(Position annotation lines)
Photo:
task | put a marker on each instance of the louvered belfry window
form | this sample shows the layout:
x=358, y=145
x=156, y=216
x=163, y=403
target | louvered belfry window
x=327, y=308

# Request:
Write out all of the lines above again, requests included, and offset every coordinate in the answers by adding 142.

# Task response:
Photo:
task | put a marker on each instance of the louvered belfry window
form | this sample shows the layout:
x=358, y=145
x=156, y=216
x=163, y=403
target | louvered belfry window
x=469, y=450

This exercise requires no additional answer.